18
SQL for Aggregation in Data Warehouses

This chapter discusses aggregation of SQL, a basic aspect of data warehousing.

Overview of SQL for Aggregation in Data Warehouses

Aggregation is a fundamental part of data warehousing. To improve aggregation performance in your warehouse, Oracle provides the following extensions to the GROUP BY clause:

CUBE and ROLLUP extensions to the GROUP BY clause
Three GROUPING functions
GROUPING SETS expression

The CUBE, ROLLUP, and GROUPING SETS extensions to SQL make querying and reporting easier and faster. ROLLUP calculates aggregations such as SUM, COUNT, MAX, MIN, and AVG at increasing levels of aggregation, from the most detailed up to a grand total. CUBE is an extension similar to ROLLUP, enabling a single statement to calculate all possible combinations of aggregations. CUBE can generate the information needed in cross-tabulation reports with a single query.

CUBE, ROLLUP, and the GROUPING SETS extension let you specify exactly the groupings of interest in the GROUP BY clause. This allows efficient analysis across multiple dimensions without performing a CUBE operation. Computing a full cube creates a heavy processing load, so replacing cubes with grouping sets can significantly increase performance. CUBE, ROLLUP, and grouping sets produce a single result set that is equivalent to a UNION ALL of differently grouped rows.

========================================================================

Aim 1:
In the SQL aggregation passage, which operation is the single result set of CUBE, ROLLUP, and grouping sets said to be equivalent to?
Aim 2:
Carry on the SQL aggregation passage from its last sentence.
The items after this point are separate material and are not part of the SQL aggregation passage.

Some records
========================================================================

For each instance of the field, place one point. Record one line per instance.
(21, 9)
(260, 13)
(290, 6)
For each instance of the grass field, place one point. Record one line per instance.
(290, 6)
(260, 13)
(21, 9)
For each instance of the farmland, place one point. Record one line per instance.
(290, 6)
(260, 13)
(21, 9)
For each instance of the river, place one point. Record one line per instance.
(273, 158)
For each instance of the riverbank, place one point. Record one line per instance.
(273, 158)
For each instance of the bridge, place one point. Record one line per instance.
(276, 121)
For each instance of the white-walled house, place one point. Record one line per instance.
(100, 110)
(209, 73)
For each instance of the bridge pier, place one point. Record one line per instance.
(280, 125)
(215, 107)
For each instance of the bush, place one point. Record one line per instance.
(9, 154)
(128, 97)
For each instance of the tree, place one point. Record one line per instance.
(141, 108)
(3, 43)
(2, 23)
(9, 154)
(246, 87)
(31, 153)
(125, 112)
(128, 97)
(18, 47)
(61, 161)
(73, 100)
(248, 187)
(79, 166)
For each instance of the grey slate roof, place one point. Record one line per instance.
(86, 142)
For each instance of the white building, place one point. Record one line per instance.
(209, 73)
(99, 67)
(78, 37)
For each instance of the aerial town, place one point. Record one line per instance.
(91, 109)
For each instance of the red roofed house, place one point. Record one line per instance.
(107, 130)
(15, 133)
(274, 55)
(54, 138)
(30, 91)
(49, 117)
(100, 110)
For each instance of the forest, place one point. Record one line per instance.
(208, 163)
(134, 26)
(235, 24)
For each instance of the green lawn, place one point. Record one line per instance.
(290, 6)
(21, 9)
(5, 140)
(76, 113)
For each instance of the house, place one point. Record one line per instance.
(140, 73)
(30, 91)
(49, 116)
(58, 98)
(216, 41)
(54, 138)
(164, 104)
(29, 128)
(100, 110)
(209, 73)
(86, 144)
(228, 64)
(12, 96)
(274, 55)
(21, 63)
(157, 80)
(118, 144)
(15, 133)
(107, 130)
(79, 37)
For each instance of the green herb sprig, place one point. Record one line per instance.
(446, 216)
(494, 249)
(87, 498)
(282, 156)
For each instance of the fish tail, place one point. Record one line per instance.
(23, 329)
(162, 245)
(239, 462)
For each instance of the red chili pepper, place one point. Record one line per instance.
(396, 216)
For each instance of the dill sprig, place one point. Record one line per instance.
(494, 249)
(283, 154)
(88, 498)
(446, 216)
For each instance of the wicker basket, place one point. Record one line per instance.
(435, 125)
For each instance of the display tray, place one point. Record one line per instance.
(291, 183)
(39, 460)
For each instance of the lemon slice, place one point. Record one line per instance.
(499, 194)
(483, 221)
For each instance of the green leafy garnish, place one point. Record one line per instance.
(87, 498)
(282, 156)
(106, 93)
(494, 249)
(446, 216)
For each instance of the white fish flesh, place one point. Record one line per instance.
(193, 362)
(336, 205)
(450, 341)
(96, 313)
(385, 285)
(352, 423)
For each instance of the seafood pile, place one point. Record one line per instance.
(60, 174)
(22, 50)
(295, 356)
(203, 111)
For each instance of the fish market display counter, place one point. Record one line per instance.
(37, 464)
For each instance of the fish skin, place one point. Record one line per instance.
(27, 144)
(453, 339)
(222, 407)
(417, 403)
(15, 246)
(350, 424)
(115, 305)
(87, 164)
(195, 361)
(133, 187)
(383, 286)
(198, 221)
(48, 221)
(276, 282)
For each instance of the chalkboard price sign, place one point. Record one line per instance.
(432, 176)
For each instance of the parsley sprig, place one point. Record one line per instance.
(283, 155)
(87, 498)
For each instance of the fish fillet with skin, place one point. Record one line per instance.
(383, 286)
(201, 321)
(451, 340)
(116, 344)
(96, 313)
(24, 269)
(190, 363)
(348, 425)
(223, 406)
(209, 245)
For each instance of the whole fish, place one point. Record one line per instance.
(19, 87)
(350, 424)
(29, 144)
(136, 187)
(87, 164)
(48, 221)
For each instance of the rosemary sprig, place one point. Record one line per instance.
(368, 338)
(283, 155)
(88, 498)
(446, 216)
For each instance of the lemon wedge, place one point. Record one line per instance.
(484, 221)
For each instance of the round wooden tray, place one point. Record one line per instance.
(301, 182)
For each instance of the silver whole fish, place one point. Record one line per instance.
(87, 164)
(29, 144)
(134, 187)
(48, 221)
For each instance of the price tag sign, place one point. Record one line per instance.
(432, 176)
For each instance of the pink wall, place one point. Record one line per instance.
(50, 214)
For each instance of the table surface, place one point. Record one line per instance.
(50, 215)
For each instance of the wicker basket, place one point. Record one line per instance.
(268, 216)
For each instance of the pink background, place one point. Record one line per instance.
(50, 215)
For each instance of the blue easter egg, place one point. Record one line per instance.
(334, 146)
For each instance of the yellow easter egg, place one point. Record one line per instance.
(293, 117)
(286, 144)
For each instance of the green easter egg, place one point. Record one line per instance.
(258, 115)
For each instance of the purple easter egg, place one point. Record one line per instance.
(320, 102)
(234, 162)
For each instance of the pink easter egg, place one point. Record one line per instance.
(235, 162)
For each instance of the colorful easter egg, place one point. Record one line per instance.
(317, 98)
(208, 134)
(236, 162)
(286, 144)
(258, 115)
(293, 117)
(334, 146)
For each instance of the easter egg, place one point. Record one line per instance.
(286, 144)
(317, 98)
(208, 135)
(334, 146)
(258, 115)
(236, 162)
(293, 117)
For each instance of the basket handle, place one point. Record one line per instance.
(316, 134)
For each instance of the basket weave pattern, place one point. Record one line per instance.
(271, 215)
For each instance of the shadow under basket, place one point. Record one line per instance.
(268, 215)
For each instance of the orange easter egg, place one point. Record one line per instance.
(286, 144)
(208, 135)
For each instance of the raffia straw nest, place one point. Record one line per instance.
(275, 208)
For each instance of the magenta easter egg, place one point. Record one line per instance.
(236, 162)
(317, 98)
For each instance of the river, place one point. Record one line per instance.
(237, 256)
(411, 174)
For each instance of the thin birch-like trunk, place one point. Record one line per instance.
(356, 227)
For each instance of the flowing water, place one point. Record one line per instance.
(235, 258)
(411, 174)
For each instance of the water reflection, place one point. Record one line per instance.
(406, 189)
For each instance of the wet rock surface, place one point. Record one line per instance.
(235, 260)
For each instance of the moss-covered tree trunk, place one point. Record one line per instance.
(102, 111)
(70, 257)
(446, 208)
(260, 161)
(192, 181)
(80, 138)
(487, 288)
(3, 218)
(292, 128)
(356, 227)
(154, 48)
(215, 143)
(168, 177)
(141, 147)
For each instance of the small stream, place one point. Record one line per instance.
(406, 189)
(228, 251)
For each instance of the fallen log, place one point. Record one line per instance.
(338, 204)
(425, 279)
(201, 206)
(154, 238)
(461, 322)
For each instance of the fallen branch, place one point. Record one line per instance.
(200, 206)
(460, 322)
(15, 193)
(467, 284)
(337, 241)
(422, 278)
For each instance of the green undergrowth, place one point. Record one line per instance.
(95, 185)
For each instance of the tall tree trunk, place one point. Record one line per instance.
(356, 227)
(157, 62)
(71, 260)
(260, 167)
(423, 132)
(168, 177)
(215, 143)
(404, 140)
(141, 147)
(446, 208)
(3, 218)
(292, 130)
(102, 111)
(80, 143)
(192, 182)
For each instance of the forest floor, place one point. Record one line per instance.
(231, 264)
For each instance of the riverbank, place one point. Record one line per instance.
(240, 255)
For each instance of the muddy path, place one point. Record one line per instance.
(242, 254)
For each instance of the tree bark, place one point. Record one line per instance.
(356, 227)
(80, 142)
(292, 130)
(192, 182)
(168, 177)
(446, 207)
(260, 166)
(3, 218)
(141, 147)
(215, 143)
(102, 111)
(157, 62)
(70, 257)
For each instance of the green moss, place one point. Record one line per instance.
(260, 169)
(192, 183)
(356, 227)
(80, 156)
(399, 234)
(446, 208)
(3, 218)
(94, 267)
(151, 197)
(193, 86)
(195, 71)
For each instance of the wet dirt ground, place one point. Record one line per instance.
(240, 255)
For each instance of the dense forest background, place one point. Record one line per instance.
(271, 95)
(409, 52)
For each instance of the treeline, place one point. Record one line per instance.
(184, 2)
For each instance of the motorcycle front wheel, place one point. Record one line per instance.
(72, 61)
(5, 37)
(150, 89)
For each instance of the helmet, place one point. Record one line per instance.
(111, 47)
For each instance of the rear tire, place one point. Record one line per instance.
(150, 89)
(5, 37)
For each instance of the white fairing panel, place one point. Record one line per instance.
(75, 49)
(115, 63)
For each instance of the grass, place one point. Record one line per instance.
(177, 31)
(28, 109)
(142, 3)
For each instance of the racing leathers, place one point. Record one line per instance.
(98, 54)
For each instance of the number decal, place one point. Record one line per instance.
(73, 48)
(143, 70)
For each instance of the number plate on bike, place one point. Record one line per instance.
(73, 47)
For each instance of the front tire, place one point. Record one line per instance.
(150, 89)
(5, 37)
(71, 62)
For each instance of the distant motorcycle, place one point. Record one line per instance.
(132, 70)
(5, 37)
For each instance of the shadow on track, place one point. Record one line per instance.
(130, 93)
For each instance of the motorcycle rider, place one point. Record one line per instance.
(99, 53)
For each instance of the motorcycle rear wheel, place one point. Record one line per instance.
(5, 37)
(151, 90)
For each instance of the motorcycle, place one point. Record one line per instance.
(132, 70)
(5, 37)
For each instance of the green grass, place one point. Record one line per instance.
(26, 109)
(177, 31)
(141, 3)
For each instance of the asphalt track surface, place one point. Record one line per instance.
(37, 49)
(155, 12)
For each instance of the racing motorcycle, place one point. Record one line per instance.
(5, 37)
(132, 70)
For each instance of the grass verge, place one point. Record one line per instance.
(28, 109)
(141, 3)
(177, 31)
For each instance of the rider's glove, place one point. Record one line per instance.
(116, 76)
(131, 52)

========================================================================

Task result 1:
A UNION ALL of differently grouped rows.

Task result 2:
To enhance performance, CUBE, ROLLUP, and GROUPING SETS can be parallelized: multiple processes can simultaneously execute all of these statements. These capabilities make aggregate calculations more efficient, thereby enhancing database performance, and scalability.

The three GROUPING functions help you identify the group each row belongs to and enable sorting subtotal rows and filtering results.

See Also:

Oracle9i SQL Reference for further details

Analyzing Across Multiple Dimensions

One of the key concepts in decision support systems is multidimensional analysis: examining the enterprise from all necessary combinations of dimensions. We use the term dimension to mean any category used in specifying questions. Among the most commonly specified dimensions are time, geography, product, department, and distribution channel, but the potential dimensions are as endless as the varieties of enterprise activity. The events or entities associated with a particular set of dimension values are usually referred to as facts. The facts might be sales in units or local currency, profits, customer counts, production volumes, or anything else worth tracking.

Here are some examples of multidimensional requests:

Show total sales across all products at increasing aggregation levels for a geography dimension, from state to country to region, for 1999 and 2000.
Create a cross-tabular analysis of our operations showing expenses by territory in South America for 1999 and 2000. Include all possible subtotals.
List the top 10 sales representatives in Asia according to 2000 sales revenue for automotive products, and rank their commissions.

All these requests involve multiple dimensions. Many multidimensional questions require aggregated data and comparisons of data sets, often across time, geography or budgets.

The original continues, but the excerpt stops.